▶ [SCHRIFTLICHE AUFGABE A]
Stimmen die folgenden Aussagen mit der Kolumne über die Winterspiele überein? Antworte zu jeder mit Ja oder Nein und zitiere wörtlich die Worte des Textes, die das entscheiden. (i) Yun Sung-bin tritt im Skeleton an. (ii) Es geht um die erste Goldmedaille Südkoreas. (iii) Die Mikrofone im Fernsehstudio halten dem Jubel der Kommentatoren stand.
▶ [SCHRIFTLICHE AUFGABE B]
Führe bitte die Kolumne über die Winterspiele im südkoreanischen Fernsehen im Anschluss an ihren letzten Satz fort.

▶ [TEXTAUSZUG]
•••
Kolumne Seoul City: Das süße Gift des Patriotismus

Die Winterspiele in Südkoreas TV sind eindimensional. Es entsteht der Eindruck, nur eine Nation konkurriere um die besten Ränge.

Eine Frau mit koreanischer Flagge

Die Freude hält sich in Grenzen (denen des gastgebenden Landes) Foto: ap

Als Skeletonpilot Yun Sung-bin mit 1,63 Sekunden Vorsprung in die Zielgerade einfährt, brechen bei den euphorischen Kommentatoren endgültig alle Dämme: Die zweite Goldmedaille Südkoreas goutieren sie mit solch archaischer Dezibelkraft, dass die Mikrofone im Fernsehstudio hoffnungslos übersteuern.
•••
▶ [VORLIEGENDE ANGABEN]
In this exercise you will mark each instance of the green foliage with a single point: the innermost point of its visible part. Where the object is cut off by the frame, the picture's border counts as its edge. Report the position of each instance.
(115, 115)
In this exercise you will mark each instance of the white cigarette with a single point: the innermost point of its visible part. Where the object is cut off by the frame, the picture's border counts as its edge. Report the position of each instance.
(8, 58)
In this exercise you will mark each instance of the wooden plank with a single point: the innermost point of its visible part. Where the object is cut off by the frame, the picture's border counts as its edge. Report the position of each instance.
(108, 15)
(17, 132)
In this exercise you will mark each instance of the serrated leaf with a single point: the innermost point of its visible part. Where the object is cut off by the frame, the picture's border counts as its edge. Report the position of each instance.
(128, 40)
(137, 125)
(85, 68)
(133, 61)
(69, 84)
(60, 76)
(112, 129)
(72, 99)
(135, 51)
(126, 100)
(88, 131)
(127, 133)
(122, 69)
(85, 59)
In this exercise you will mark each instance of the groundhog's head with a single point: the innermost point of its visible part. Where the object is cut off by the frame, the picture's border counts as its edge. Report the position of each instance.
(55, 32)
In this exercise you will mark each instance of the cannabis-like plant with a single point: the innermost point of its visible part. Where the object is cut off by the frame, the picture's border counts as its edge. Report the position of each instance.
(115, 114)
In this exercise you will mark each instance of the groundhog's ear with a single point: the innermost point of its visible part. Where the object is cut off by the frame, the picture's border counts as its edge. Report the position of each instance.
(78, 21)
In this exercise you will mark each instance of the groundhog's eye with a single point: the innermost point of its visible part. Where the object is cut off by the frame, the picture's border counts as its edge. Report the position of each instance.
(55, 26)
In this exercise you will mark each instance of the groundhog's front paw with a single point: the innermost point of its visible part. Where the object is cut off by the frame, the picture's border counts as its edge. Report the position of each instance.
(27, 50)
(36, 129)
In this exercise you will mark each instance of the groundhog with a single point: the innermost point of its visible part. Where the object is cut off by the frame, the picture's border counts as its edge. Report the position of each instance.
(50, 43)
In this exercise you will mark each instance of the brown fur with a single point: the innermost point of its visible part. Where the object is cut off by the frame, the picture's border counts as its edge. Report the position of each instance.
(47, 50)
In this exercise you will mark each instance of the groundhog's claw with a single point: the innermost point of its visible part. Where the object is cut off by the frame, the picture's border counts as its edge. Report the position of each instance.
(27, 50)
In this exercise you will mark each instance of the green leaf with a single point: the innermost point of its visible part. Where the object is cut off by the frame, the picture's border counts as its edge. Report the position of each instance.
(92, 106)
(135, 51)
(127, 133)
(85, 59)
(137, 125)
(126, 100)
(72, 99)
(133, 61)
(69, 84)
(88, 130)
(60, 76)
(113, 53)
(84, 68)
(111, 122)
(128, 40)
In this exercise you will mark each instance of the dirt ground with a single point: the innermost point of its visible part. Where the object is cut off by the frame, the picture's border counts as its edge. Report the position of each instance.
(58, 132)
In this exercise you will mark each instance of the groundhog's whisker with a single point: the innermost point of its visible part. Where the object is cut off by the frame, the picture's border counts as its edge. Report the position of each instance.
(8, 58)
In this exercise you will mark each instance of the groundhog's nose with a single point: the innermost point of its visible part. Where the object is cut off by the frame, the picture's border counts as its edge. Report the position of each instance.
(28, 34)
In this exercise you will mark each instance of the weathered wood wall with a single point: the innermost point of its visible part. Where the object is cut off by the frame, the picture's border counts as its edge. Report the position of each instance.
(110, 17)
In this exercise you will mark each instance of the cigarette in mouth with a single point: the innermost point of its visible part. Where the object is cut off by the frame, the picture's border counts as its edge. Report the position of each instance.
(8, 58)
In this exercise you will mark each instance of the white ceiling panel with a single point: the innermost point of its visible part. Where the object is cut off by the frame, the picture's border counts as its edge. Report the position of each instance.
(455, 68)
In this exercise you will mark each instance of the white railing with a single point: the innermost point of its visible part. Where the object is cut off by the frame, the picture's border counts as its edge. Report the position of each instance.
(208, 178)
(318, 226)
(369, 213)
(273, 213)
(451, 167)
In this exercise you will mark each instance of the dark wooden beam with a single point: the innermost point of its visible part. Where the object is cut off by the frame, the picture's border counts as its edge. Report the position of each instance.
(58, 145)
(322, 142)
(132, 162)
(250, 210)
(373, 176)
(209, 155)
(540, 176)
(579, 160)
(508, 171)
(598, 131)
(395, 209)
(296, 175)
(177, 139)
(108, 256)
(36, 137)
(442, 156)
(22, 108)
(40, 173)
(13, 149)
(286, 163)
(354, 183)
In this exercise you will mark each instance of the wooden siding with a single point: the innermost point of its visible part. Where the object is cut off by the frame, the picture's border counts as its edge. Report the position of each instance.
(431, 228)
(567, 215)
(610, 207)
•••
▶ [ANTWORT ZUR AUFGABE A]
(i) Ja: „Als Skeletonpilot Yun Sung-bin mit 1,63 Sekunden Vorsprung in die Zielgerade einfährt“
(ii) Nein: „Die zweite Goldmedaille Südkoreas“
(iii) Nein: „dass die Mikrofone im Fernsehstudio hoffnungslos übersteuern“

▶ [ANTWORT ZUR AUFGABE B]
Natürlich gehört dieser Moment des Triumphs ordentlich ausgekostet, denkt sich der geduldige Zuschauer bei der ersten Wiederholung der Siegerfahrt, bei der zweiten und dritten ebenso. Die sechste nervt dann endgültig. Sie leitet auf die Medaillenehrung über, gefolgt von einem Kurz­interview mit dem Athleten, das ebenfalls bis zum Exzess wiederholt wird.

Keine Frage: Die Präsentation der Winterspiele im südkoreanischen Fernsehen ist, diplomatisch ausgedrückt, eine patriotische Angelegenheit. Zuweilen entsteht der Eindruck, nur eine Nation konkurriere um die besten Ränge. Gezeigt werden fast ausschließlich Disziplinen, in denen koreanische Athleten antreten. Die Korea-freien Intervalle der Winterspiele werden gekonnt mit Wiederholungen überbrückt.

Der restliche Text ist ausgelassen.